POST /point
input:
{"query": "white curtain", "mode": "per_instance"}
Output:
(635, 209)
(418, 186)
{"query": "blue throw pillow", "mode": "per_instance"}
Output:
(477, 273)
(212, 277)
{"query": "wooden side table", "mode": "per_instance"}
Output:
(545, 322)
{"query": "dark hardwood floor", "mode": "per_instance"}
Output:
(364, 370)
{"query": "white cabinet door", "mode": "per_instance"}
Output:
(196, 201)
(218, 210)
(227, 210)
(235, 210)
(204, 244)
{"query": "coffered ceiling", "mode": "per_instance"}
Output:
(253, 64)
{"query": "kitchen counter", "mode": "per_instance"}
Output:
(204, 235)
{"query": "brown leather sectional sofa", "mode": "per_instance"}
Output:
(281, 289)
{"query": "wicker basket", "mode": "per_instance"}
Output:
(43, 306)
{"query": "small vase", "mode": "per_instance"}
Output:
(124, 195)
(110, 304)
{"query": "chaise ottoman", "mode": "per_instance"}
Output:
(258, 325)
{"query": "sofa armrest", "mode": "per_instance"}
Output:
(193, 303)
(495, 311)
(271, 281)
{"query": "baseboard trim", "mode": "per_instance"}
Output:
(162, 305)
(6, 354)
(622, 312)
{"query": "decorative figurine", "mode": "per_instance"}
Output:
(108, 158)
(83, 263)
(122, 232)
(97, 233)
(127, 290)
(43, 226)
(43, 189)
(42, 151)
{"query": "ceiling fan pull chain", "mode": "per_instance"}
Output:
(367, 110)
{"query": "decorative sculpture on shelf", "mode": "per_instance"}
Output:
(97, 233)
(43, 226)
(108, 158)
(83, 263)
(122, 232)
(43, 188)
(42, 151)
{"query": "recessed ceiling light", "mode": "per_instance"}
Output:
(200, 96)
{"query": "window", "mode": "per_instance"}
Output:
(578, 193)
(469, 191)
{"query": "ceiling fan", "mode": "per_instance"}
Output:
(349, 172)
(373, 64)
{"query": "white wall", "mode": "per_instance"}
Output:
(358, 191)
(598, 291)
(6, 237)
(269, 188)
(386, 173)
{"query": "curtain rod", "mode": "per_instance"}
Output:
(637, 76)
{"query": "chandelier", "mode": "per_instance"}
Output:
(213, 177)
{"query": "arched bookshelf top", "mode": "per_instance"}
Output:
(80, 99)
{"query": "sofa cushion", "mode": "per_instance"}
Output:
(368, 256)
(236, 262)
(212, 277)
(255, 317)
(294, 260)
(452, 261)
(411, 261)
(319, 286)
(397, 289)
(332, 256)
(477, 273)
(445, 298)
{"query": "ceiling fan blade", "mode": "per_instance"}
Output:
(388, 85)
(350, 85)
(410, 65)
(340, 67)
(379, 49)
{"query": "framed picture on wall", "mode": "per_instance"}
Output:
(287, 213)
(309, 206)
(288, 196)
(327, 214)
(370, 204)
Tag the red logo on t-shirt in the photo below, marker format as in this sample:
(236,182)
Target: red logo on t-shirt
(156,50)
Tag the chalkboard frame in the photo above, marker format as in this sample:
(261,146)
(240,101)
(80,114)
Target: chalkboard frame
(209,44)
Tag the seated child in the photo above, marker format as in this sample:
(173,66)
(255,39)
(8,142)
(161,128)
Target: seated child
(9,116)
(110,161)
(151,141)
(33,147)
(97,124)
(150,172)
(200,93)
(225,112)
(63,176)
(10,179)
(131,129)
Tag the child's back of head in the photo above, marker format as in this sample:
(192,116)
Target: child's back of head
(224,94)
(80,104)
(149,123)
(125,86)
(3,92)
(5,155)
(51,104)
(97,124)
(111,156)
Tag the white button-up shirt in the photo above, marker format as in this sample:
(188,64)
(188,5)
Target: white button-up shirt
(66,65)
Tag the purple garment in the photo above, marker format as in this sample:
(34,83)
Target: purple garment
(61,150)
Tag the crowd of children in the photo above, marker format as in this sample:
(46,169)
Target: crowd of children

******

Output the listing above word for word.

**ANSWER TO THIS PROBLEM**
POST /point
input:
{"query": "white curtain", "mode": "per_instance"}
Output:
(635, 209)
(418, 186)
{"query": "blue throw pillow", "mode": "per_instance"}
Output:
(477, 273)
(212, 277)
{"query": "wooden side table", "mode": "per_instance"}
Output:
(545, 322)
{"query": "dark hardwood floor", "mode": "per_instance"}
Output:
(364, 370)
{"query": "white cabinet door", "mode": "per_instance"}
Output:
(196, 201)
(218, 210)
(227, 210)
(235, 210)
(204, 244)
{"query": "coffered ceiling", "mode": "per_instance"}
Output:
(253, 64)
{"query": "kitchen counter", "mode": "per_instance"}
Output:
(204, 235)
{"query": "brown leather sectional sofa", "mode": "per_instance"}
Output:
(281, 289)
{"query": "wicker basket", "mode": "per_instance"}
Output:
(43, 306)
{"query": "small vase", "mode": "per_instance"}
Output:
(124, 195)
(110, 304)
{"query": "chaise ottoman", "mode": "per_instance"}
Output:
(258, 325)
{"query": "sofa armrest", "mode": "per_instance"}
Output:
(193, 303)
(495, 311)
(271, 281)
{"query": "baseboard trim", "mode": "per_instance"}
Output:
(162, 305)
(6, 354)
(622, 312)
{"query": "decorative figurine", "mode": "per_instance"}
Output:
(108, 158)
(83, 263)
(122, 232)
(97, 233)
(127, 290)
(43, 226)
(43, 189)
(42, 151)
{"query": "ceiling fan pull chain", "mode": "per_instance"}
Output:
(367, 110)
{"query": "decorative sculpture on shelf", "mode": "per_instance"}
Output:
(97, 233)
(43, 226)
(108, 158)
(83, 263)
(122, 232)
(43, 188)
(42, 151)
{"query": "recessed ceiling light", "mode": "per_instance"}
Output:
(200, 96)
{"query": "window", "mode": "per_instance"}
Output:
(578, 193)
(469, 191)
{"query": "ceiling fan", "mode": "per_instance"}
Output:
(349, 172)
(373, 64)
{"query": "white wall", "mode": "per_instance"}
Output:
(358, 191)
(598, 291)
(6, 237)
(269, 188)
(386, 173)
{"query": "curtain rod", "mode": "per_instance"}
Output:
(637, 76)
{"query": "chandelier", "mode": "per_instance"}
Output:
(213, 177)
{"query": "arched bookshelf top", "mode": "per_instance"}
Output:
(80, 99)
{"query": "sofa cushion", "mode": "per_instance"}
Output:
(368, 256)
(236, 262)
(212, 277)
(255, 317)
(294, 260)
(452, 261)
(411, 261)
(319, 286)
(397, 289)
(332, 256)
(477, 273)
(445, 298)
{"query": "ceiling fan blade", "mode": "per_instance"}
Output:
(388, 85)
(350, 85)
(410, 65)
(340, 67)
(379, 49)
{"query": "framed picture on wall", "mode": "per_instance"}
Output:
(287, 213)
(309, 206)
(288, 196)
(327, 214)
(370, 204)
Tag the red logo on t-shirt in the photo below, marker format as in this sample:
(236,182)
Target: red logo on t-shirt
(156,50)
Tag the chalkboard frame in the photo above, marker format as in this sample:
(261,146)
(240,101)
(80,114)
Target: chalkboard frame
(209,44)
Tag the seated child in the photo above, marker format as in this sample:
(173,66)
(255,39)
(8,142)
(161,128)
Target: seated child
(9,116)
(110,161)
(151,141)
(33,147)
(97,124)
(150,172)
(200,93)
(225,112)
(63,176)
(10,179)
(131,129)
Tag the child's back of head in the photo above, marker format as in this sample:
(192,116)
Target: child's back of head
(224,94)
(80,104)
(149,123)
(125,86)
(3,92)
(5,155)
(51,104)
(97,124)
(111,156)
Tag the white button-up shirt in the photo above, marker format as in this sample:
(188,64)
(188,5)
Target: white button-up shirt
(66,65)
Tag the purple garment in the photo above, marker format as in this sample:
(34,83)
Target: purple garment
(61,150)
Tag the crowd of children in the photo above, marker format as in this sample:
(46,169)
Target: crowd of children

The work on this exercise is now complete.